Auszüge aus Zeigedaten
────────────────
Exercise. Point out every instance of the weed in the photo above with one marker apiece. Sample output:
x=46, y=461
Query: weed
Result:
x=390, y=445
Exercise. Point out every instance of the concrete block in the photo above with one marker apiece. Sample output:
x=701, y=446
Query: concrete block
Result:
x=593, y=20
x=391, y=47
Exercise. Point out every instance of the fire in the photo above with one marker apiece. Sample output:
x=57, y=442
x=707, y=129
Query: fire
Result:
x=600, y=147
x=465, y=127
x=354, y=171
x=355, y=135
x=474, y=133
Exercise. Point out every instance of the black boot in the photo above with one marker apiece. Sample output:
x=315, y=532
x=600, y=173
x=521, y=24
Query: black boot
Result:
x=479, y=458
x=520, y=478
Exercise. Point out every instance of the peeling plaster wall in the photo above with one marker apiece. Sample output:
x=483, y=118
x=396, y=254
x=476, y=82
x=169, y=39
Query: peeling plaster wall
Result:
────────────────
Aufgabe >> Gib alles vom Anfang der Zeilen bis hinunter zur Zeile mit "x=474, y=133", beide eingeschlossen, als Markdown-Tabelle mit den Spalten "Nr" und "Inhalt" aus. Leerzeilen lässt du weg.

Ergebnis >>
| Nr | Inhalt |
|---|---|
| 1 | Exercise. Point out every instance of the weed in the photo above with one marker apiece. Sample output: |
| 2 | x=46, y=461 |
| 3 | Query: weed |
| 4 | Result: |
| 5 | x=390, y=445 |
| 6 | Exercise. Point out every instance of the concrete block in the photo above with one marker apiece. Sample output: |
| 7 | x=701, y=446 |
| 8 | Query: concrete block |
| 9 | Result: |
| 10 | x=593, y=20 |
| 11 | x=391, y=47 |
| 12 | Exercise. Point out every instance of the fire in the photo above with one marker apiece. Sample output: |
| 13 | x=57, y=442 |
| 14 | x=707, y=129 |
| 15 | Query: fire |
| 16 | Result: |
| 17 | x=600, y=147 |
| 18 | x=465, y=127 |
| 19 | x=354, y=171 |
| 20 | x=355, y=135 |
| 21 | x=474, y=133 |